EXERCISES |
1. Please reproduce a passage of the travel log verbatim, beginning with the words "The most visible" and ending after the words "in ten minutes.".
2. Answer these questions using the travel log:
(a) How many passengers were on the Airbus A320 that landed in Oslo?
(b) How long is the quarantine that a test might shorten?
(c) What does the most visible ad at the airport promote?
3. Name every mode of transport mentioned in the travel log.

READING TEXT |

-- begin --

Next stop: Oslo-Gardermoen airport.

Why I’m taking this long and environmentally unfriendly trip by plane? Because the passenger trains from Sweden to the Norwegian Narvik have been cancelled for months. From there I could have taken a bus to Tromsø. Hopefully the train will be opened soon again.

13:46 – arrival in Oslo. And guess what, it’s foggy again. The airbus A320 was almost empty. Only 25 passengers instead of 180. I (and the stewards) have the last 7 rows for me alone.

In Tromsø I first have to show my passport and my employment contract, then I have to go to the baggage claim to get my luggage. It has to go through the custom. While doing that I somehow leave the arrival area where I planned to make a corona test. Since the info desk is closed I have to continue without any test. Maybe I’ll manage to get one tomorrow in Tromsø. This could shorten my quarantine of ten days.

The most visible ad at the airport: Norrøna outdoor equipment featuring a downhill skier. That slope would be hundred times too steep for me but I start longing for snow.

Next (and final) stop: Tromsø. The checkin is in ten minutes.

16:30 – Somewhere above the airport Oslo Gardermoen. Our airplane has started. It is hardly half full. The fog has vanished and I have a view to the autumnal surroundings of the airport.

-- end --

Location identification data
-- begin --

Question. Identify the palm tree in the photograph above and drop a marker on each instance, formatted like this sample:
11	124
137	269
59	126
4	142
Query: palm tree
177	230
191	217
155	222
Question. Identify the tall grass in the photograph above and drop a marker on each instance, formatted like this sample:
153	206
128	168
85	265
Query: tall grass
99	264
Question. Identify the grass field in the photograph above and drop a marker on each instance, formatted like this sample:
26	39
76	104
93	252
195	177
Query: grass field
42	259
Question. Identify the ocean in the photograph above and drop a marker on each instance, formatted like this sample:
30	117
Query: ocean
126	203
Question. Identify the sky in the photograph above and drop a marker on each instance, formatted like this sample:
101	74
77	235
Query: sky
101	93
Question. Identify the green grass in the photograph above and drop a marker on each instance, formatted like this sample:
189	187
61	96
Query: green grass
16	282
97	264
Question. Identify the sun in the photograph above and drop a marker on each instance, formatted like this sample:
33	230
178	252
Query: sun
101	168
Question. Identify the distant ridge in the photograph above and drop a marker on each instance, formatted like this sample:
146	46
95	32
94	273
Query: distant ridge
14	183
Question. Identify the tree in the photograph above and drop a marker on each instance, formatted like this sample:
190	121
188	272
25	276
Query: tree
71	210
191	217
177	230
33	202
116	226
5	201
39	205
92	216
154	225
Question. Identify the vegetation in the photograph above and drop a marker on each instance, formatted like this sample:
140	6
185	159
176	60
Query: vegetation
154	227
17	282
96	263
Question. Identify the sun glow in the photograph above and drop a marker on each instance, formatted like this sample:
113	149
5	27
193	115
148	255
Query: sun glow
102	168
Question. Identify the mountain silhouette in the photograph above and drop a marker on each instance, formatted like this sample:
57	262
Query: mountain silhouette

-- end --

SOLUTION SET |
1.
The most visible ad at the airport: Norrøna outdoor equipment featuring a downhill skier. That slope would be hundred times too steep for me but I start longing for snow.

Next (and final) stop: Tromsø. The checkin is in ten minutes.

2.
(a) 25 passengers, instead of 180.
(b) Ten days.
(c) Norrøna outdoor equipment, shown with a downhill skier.

3. Plane, train, bus